## Text section
---
The rate capability of lithium-ion batteries is mainly determined by the architecture of the anodes and the electrochemical reaction rates of the active materials. The forward and backward reaction rate for reversible electrochemical reactions are not necessarily identical: reactions depend on concentration of reactants and products, mass transfer and charge transfer rates.

Nancy Dudney, Oak Ridge National Laboratory, USA, and colleagues show that silicon nanofilm anodes exhibit an asymmetric rate performance: 72 % of the available capacity is delivered during de-lithiation under a high current density in 22 s, whereas only 1 % of lithiation can be delivered during the same time. Using a mathematical model of single-ion diffusion, they concluded that the asymmetric behavior is caused by the potential-concentration profile as well as by the difference in chemical diffusion coefficients.

The rate performance of lithium-ion battery electrodes should be re-evaluated for charge and discharge independently. This is also necessary since in a real battery, the charge and discharge protocols are not always the same: charging protocols are controlled by manufactures, but the discharging process depends on the usage by the costumer.

• Asymmetric Rate Behavior of Si Anodes for Lithium-Ion Batteries: Ultrafast De-Lithiation versus Sluggish Lithiation at High Current Densities,
  Juchuan Li, Nancy J. Dudney, Xingcheng Xiao, Yang-Tse Cheng, Chengdu Liang, Mark W. Verbrugge,
  Adv. Energy Mater. 2014.
  DOI: 10.1002/aenm.201401627
---
## Instructions to follow
Please decide whether each statement below agrees with the silicon anode text above, and give yes or no with the words from that text that settle it.
1. In the same 22 seconds at high current density, de-lithiation delivered a larger share of capacity than lithiation.
2. The forward and backward rates of a reversible electrochemical reaction are always identical.
3. The cause of the asymmetric behavior was worked out with a mathematical model of single-ion diffusion.

## Record set
---
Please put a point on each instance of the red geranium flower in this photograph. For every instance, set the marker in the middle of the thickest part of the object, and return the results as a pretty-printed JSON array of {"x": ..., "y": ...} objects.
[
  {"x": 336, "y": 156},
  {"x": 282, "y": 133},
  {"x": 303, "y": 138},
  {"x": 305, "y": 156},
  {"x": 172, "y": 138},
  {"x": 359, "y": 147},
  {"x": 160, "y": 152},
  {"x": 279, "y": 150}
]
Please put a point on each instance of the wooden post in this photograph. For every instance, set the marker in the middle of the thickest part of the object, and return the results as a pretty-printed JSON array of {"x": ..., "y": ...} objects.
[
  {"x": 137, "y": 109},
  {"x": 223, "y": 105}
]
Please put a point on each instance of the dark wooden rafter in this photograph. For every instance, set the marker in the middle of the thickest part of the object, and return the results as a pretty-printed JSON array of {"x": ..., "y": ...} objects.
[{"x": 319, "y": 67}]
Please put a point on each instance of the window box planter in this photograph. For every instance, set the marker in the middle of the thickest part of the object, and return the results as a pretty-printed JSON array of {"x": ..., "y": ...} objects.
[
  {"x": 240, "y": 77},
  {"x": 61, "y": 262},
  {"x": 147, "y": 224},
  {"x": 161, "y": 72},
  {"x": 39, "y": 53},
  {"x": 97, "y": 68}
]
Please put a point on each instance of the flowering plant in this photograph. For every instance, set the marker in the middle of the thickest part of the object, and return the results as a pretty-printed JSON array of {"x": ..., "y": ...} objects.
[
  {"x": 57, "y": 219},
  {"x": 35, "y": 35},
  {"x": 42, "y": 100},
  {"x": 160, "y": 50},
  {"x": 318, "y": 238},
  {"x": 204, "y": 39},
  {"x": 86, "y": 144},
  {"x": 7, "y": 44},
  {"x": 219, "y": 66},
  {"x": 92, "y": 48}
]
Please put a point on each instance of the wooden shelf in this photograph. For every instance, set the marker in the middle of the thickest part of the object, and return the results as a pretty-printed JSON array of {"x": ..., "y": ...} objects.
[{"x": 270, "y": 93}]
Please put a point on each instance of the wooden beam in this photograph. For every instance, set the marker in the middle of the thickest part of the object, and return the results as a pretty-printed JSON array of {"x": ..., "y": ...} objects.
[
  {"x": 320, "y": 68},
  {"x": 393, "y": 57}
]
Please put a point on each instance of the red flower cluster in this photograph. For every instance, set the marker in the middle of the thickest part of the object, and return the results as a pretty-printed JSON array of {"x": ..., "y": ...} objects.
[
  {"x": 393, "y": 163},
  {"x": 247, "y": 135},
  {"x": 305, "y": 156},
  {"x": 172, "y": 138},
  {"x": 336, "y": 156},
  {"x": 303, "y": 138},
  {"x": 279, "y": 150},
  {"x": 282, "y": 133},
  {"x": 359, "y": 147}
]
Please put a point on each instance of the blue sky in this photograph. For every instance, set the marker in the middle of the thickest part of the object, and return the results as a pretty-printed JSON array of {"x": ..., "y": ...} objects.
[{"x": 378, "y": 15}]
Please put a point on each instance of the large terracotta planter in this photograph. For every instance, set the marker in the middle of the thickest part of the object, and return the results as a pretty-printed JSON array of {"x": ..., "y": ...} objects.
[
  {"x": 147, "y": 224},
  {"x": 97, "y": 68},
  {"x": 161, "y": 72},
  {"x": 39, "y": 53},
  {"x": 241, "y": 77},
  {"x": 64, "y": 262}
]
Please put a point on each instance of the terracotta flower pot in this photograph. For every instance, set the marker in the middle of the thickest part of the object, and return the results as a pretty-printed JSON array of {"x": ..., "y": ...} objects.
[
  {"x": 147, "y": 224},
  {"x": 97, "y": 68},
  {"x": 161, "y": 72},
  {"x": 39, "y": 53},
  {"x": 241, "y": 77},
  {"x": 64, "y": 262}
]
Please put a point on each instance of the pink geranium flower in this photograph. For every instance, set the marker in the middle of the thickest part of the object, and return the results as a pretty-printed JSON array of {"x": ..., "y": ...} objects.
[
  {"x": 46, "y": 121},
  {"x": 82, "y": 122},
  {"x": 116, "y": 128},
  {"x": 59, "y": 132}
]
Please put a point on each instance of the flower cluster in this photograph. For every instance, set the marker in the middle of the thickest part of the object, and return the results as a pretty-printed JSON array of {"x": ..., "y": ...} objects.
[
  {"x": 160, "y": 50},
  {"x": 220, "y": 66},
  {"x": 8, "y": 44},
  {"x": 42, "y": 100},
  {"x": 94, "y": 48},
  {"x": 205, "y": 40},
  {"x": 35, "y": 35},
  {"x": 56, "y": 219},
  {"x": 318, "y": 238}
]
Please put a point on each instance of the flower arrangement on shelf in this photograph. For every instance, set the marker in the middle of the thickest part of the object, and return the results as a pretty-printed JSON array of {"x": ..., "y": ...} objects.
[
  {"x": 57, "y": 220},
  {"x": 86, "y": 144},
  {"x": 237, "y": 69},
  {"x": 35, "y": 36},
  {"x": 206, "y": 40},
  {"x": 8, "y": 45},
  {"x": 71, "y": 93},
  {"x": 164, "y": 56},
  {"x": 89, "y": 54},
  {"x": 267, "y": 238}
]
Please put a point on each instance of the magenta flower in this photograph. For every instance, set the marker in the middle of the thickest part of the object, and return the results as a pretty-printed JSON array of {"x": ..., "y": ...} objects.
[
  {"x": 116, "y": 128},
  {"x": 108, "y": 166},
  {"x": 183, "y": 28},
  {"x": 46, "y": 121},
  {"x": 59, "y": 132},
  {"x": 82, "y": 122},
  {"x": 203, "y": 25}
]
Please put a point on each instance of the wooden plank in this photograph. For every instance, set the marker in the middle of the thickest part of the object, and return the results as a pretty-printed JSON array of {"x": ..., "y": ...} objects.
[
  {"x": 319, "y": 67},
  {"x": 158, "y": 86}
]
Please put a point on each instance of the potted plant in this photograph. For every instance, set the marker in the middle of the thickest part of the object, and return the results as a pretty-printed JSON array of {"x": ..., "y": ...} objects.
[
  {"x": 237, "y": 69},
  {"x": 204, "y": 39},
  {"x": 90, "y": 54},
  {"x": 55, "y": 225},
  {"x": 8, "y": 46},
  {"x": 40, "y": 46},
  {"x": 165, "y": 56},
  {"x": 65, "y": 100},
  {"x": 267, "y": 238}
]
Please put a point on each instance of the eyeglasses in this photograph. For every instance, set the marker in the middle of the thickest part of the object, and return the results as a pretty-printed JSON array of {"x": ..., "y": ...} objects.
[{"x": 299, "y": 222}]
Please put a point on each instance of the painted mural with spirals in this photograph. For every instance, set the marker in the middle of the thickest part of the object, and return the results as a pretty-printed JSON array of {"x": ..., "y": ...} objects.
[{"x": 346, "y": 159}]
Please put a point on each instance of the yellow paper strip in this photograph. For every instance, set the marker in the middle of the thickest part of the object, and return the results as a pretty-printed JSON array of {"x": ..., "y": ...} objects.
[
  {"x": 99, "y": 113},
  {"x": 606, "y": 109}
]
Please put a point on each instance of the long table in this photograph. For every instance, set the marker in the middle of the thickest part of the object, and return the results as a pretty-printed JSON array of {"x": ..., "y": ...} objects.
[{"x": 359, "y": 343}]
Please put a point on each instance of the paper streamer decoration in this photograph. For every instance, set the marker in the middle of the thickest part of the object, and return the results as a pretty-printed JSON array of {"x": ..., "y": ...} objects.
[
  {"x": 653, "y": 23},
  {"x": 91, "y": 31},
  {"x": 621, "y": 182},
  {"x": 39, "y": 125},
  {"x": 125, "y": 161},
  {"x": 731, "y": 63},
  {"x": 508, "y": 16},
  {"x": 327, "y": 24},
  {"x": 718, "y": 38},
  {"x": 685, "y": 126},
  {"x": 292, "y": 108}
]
---
## Response to this task
1. Yes: "72 % of the available capacity is delivered during de-lithiation under a high current density in 22 s, whereas only 1 % of lithiation can be delivered during the same time"
2. No: "The forward and backward reaction rate for reversible electrochemical reactions are not necessarily identical"
3. Yes: "Using a mathematical model of single-ion diffusion, they concluded that the asymmetric behavior is caused by the potential-concentration profile as well as by the difference in chemical diffusion coefficients"